Sören Heim, 22.05.2025
Viele der Techbros wie Zuckerberg, Musk oder Thiel haben früher gerne Science Fiction gelesen; heute setzen sie ausgerechnet jene Sachen um, vor denen diese Bücher eigentlich gewarnt haben. Sören Heim hat sich genauer mit dem Phänomen beschäftigt und geht dabei auf die Ästhetik der Dystopie ein.
Alles, was IT-Oligarchen wie Elon Musk nun politisch planen, kennt man aus dystopischer Science-Fiction-Literatur schon – nur dass es dort, den Erfordernissen erzählerischer Gestaltung geschuldet, cooler klang, während es hier einfach nur bösartig spießig wirkt.

- _ZIELE_
A) Welche Techbros nennt der Text über Techbros und Science-Fiction als Leute, die früher gerne Science Fiction gelesen haben?
B) Führen Sie den Text über Techbros und Science-Fiction nach seinem letzten Satz weiter.

- _BEREITGESTELLTE DATEN_
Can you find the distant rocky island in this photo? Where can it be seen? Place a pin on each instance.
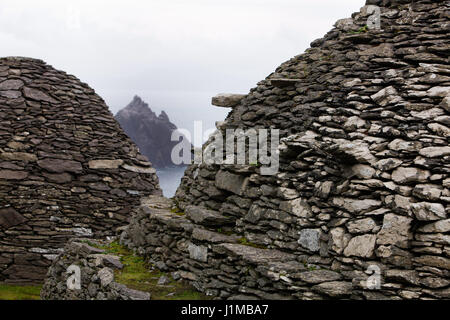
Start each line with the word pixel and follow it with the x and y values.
pixel 151 133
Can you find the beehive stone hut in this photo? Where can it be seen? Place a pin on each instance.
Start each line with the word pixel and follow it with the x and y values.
pixel 66 167
pixel 359 207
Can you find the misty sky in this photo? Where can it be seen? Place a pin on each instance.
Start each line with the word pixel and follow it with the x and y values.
pixel 175 54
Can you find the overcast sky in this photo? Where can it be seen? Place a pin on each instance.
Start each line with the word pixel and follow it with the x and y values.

- _LÖSUNGEN_
A) Zuckerberg, Musk und Thiel.

B)
Als ich in noch etwas grobschlächtiger formulierter Weise diese Gedanken auf Blue Sky postete, fragte mich Markus von Tor Online, ob ich nicht einmal ein paar Sätze dazu niederschreiben möchte, warum Tech-Oligarchen wie Peter Thiel, Elon Musk, Mark Zuckerberg und andere die dystopischen Science-Fiction-Romane, mit denen sie wahrscheinlich aufgewachsen sind, derart missverstehen – sodass man in der Zukunft seine utopischen Gemeinden und Weltentwürfe danach modelt. Nun muss ich gleich zu Beginn enttäuschen: Ich glaube nicht, dass sich das, insbesondere für einzelne Personen, letztgültig beantworten lässt.
Normalerweise lebe ich, soweit wie möglich, nach der Maxime, nichts durch Bösartigkeit zu erklären, was sich durch Ignoranz erklären lässt, und nichts durch Ignoranz zu erklären, was sich durch durchaus nachvollziehbare, wenn auch meinem eigenen Weltbild fernliegende, Gründe erklären lässt. Aber das stößt an Grenzen. Um einen Roman wie, sagen wir, 1984 zu lesen und daraus zu schließen: „Ja, genauso sollten wir es auch machen“, bräuchte es schon eine besondere Mischung aus Bösartigkeit und Ignoranz.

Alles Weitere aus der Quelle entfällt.